■ Task:
Count the lines in the rows below that contain the word "dining" and give only that number.

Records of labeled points
• • • •

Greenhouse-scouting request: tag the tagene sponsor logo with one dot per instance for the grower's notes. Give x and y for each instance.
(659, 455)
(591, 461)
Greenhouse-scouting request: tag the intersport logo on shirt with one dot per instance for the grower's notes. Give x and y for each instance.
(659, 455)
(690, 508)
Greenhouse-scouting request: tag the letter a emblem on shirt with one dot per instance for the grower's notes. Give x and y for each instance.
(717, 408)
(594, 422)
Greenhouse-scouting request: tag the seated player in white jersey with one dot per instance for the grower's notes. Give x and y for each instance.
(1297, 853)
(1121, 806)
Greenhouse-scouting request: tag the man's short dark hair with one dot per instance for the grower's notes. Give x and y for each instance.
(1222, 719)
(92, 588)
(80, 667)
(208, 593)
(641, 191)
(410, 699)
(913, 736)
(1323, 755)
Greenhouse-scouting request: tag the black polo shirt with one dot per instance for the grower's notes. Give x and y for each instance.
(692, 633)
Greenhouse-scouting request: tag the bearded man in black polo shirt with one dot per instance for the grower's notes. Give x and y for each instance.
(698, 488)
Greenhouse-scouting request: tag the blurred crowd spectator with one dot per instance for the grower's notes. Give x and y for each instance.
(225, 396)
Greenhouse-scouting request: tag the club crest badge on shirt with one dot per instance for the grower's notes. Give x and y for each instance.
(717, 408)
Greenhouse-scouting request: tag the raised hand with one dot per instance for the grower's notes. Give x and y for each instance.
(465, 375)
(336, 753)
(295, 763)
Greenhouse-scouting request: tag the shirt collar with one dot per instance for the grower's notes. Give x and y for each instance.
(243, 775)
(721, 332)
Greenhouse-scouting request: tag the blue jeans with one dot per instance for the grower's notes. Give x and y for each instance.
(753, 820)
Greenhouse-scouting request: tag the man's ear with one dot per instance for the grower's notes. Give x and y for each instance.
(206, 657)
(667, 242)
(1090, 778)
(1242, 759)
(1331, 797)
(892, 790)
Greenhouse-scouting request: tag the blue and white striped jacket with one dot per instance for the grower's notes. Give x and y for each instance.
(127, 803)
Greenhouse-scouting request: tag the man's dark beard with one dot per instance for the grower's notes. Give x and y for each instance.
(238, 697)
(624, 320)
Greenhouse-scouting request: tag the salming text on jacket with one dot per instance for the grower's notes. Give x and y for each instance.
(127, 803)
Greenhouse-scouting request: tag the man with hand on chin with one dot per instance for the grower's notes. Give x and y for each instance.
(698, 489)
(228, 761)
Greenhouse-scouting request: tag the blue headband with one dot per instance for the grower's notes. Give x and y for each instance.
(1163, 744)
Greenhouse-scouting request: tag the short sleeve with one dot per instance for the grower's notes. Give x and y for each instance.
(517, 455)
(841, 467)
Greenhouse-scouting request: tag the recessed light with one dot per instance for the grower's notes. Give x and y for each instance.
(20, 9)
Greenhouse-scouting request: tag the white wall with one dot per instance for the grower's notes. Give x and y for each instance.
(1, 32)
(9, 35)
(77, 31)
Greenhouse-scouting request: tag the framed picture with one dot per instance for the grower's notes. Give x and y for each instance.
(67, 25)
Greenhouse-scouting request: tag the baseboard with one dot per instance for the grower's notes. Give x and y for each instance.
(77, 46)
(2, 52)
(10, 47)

• • • •

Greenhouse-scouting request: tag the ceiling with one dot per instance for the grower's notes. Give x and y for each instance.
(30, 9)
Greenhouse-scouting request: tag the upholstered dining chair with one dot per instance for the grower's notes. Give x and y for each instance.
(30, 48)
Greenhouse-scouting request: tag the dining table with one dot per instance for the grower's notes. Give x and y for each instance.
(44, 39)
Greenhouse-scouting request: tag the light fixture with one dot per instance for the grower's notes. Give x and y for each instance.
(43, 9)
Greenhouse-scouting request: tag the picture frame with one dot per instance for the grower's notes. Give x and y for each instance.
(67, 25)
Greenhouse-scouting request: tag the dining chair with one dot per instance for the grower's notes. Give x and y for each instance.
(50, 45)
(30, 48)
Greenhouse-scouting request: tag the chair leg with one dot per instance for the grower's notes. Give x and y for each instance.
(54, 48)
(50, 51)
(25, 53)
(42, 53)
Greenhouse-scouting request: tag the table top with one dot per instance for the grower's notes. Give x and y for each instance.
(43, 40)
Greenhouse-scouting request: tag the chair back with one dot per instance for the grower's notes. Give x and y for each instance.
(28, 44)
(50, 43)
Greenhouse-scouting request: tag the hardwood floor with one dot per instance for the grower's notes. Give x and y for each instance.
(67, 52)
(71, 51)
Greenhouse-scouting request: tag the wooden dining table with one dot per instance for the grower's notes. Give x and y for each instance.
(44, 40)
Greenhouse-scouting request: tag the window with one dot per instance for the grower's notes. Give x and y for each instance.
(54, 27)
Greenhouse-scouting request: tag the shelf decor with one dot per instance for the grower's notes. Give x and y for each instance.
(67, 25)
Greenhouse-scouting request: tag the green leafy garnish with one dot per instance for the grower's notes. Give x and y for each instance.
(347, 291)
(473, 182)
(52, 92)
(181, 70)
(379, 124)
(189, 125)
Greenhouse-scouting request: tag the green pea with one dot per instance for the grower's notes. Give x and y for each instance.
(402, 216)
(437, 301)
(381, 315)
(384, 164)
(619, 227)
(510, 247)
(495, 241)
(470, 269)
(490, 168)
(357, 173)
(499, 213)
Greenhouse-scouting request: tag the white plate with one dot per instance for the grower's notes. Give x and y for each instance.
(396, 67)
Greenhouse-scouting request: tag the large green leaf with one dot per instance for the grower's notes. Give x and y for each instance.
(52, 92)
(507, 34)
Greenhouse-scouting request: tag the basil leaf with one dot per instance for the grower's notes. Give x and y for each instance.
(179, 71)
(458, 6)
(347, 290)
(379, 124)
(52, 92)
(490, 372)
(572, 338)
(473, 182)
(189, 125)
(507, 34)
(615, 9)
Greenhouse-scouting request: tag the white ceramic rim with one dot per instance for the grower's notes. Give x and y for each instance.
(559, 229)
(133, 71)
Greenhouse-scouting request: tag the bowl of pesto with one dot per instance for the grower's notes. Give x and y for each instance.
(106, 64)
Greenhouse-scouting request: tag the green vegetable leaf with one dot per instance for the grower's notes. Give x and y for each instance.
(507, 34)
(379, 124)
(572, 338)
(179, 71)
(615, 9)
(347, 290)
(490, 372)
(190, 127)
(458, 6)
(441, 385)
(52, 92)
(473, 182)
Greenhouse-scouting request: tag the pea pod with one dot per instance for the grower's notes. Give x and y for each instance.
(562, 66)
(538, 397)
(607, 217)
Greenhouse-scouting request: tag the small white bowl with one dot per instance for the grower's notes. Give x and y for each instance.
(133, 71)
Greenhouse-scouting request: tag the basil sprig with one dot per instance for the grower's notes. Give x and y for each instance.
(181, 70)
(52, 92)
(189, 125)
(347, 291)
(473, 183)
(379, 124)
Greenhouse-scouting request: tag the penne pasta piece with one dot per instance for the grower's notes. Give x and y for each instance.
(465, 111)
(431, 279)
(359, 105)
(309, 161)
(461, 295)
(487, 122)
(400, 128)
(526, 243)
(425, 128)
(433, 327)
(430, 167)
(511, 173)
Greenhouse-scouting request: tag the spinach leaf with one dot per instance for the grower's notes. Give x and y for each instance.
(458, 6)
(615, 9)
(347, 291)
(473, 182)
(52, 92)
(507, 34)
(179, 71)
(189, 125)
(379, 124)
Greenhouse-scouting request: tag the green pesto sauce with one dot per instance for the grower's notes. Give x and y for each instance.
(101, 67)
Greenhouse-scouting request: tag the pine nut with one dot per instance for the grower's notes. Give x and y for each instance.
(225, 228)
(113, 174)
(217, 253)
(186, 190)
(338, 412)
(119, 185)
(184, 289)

• • • •

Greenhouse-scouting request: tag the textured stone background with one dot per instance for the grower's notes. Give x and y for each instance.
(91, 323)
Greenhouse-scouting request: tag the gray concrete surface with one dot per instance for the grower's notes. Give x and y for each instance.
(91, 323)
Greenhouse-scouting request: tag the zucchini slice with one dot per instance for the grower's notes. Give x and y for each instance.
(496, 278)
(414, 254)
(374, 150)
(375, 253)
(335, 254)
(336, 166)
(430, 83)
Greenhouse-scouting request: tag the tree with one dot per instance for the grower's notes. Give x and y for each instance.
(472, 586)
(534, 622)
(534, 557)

• • • •

■ Written answer:
4